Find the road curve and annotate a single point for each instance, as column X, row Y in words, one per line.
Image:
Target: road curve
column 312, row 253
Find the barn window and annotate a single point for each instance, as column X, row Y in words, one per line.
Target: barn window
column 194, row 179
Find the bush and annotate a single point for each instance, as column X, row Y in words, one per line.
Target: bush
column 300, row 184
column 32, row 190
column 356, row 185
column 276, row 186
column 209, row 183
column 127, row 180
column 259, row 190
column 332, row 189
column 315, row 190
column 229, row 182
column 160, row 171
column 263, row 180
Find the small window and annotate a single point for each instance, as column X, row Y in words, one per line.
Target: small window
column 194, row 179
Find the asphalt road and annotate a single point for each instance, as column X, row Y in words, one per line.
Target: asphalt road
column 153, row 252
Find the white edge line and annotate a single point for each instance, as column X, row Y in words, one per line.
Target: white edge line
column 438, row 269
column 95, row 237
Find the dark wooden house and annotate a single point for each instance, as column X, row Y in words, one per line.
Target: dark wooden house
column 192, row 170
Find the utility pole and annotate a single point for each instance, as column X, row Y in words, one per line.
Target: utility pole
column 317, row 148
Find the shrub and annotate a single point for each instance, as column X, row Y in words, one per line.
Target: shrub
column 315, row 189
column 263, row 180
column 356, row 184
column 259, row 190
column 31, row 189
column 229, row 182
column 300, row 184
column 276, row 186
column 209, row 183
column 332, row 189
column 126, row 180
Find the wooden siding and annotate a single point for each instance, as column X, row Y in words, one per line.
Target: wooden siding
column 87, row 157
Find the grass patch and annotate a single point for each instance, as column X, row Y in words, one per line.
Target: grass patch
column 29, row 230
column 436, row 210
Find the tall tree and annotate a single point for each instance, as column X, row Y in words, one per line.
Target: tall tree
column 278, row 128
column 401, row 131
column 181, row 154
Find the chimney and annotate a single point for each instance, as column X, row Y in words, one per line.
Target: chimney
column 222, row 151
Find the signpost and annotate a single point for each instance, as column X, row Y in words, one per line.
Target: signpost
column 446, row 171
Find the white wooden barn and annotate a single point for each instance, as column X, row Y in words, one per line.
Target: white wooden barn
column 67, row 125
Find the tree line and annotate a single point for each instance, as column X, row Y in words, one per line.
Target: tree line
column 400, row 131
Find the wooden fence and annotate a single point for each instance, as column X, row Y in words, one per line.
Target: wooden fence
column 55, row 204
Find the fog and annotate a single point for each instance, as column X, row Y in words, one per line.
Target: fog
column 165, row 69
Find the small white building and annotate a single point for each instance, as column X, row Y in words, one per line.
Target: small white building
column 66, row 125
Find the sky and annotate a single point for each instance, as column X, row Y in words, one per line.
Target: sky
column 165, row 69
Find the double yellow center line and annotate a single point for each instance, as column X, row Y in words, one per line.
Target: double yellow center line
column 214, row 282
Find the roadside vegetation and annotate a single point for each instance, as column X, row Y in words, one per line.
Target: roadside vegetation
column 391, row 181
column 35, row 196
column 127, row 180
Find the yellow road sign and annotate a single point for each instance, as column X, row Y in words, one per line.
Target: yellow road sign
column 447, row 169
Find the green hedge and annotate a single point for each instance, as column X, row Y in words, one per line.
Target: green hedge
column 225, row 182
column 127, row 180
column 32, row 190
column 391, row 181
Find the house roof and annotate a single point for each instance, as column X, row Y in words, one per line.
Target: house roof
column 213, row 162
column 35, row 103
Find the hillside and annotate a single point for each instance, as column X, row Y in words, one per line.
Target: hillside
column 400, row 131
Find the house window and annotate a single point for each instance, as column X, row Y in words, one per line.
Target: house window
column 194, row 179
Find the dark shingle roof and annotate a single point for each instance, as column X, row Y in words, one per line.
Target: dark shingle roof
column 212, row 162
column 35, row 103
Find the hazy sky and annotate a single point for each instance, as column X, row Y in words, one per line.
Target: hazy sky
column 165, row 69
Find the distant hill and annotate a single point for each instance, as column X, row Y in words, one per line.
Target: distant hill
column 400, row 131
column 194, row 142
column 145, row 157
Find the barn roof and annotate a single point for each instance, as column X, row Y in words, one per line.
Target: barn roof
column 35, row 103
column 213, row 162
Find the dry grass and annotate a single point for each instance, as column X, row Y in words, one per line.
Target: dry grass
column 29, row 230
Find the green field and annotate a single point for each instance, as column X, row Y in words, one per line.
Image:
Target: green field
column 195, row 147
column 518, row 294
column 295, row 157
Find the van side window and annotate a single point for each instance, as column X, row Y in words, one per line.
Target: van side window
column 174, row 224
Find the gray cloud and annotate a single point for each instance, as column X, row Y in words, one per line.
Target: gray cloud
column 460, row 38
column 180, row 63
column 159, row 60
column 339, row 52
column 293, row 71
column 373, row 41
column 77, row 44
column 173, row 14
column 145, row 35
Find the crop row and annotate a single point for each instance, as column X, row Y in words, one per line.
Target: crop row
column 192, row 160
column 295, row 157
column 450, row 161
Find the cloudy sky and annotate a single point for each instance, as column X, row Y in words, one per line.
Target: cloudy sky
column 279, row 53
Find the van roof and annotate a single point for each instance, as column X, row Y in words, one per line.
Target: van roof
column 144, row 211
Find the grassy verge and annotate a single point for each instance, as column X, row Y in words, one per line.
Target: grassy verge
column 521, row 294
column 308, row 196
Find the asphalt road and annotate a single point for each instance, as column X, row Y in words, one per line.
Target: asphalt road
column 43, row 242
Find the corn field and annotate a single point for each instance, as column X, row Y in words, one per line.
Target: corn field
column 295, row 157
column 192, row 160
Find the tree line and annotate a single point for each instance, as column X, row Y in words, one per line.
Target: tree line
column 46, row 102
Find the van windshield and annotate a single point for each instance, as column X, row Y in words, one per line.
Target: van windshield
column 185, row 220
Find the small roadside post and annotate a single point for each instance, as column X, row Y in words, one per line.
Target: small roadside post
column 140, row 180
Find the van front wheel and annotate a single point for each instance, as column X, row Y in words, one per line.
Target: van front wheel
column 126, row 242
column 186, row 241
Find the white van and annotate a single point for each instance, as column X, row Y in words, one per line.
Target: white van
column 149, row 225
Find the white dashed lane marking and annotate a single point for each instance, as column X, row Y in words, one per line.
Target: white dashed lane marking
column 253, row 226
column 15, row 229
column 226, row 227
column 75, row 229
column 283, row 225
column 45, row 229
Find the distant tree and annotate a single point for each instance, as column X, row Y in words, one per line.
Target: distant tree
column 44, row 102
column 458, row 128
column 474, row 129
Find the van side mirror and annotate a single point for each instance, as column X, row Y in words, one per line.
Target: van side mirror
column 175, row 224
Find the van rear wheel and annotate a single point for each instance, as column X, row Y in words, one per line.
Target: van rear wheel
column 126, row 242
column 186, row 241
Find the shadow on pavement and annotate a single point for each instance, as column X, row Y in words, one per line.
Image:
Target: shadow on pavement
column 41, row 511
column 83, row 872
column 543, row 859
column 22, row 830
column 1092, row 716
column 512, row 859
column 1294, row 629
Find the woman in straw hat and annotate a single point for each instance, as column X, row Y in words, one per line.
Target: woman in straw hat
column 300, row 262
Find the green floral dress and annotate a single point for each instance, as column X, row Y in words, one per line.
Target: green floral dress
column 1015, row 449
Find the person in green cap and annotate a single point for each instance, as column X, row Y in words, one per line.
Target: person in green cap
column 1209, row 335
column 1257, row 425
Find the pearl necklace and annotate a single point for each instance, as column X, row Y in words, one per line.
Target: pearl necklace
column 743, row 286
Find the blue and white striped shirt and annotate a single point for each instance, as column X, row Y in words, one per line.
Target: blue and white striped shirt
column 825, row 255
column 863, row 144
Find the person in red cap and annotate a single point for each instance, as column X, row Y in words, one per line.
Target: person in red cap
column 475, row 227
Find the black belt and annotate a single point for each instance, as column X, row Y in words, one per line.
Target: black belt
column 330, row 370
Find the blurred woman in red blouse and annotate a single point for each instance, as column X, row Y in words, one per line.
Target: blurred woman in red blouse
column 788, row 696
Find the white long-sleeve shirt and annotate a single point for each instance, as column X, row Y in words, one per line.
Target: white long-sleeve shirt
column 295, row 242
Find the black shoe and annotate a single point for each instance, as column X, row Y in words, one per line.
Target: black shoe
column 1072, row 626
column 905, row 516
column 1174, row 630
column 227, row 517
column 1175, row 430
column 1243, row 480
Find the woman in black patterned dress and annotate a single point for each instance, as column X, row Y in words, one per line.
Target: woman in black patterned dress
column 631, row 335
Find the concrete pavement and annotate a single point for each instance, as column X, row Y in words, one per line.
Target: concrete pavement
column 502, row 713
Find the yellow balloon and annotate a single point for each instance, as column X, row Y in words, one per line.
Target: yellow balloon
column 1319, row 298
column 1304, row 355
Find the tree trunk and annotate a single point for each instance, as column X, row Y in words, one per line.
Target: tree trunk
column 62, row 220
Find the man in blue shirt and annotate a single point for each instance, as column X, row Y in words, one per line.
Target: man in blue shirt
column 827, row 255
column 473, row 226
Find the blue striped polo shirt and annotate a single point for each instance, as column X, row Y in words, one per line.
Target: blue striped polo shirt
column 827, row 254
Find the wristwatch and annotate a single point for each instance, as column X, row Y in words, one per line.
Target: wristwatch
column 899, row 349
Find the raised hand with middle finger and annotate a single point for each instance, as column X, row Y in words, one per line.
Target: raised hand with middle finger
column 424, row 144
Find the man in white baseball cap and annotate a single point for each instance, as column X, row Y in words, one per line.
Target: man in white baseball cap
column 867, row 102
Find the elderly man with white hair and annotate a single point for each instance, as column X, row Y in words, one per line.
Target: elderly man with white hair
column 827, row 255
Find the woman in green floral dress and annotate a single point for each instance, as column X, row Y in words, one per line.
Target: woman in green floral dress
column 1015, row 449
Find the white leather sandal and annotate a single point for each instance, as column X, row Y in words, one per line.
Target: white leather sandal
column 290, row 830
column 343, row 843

**YOUR ASSIGNMENT:** Everything from the first line of the records above to the line containing "Find the white edge", inclusive, should be repeated exactly; leave out the rest.

**WRITTEN ANSWER:**
Find the road curve and annotate a single point for each instance, as column X, row Y in words, one per line.
Image:
Target: road curve
column 312, row 253
Find the barn window and annotate a single point for each instance, as column X, row Y in words, one per line.
Target: barn window
column 194, row 179
Find the bush and annotate a single point for each instance, as column X, row Y in words, one per line.
Target: bush
column 300, row 184
column 32, row 190
column 356, row 185
column 276, row 186
column 209, row 183
column 127, row 180
column 259, row 190
column 332, row 189
column 315, row 190
column 229, row 182
column 160, row 171
column 263, row 180
Find the small window and annotate a single point for each instance, as column X, row Y in words, one per line.
Target: small window
column 194, row 179
Find the asphalt road and annotate a single point for each instance, as column X, row Y in words, one per line.
Target: asphalt road
column 153, row 252
Find the white edge line and annotate a single point for each instance, as column X, row Y in words, one per line.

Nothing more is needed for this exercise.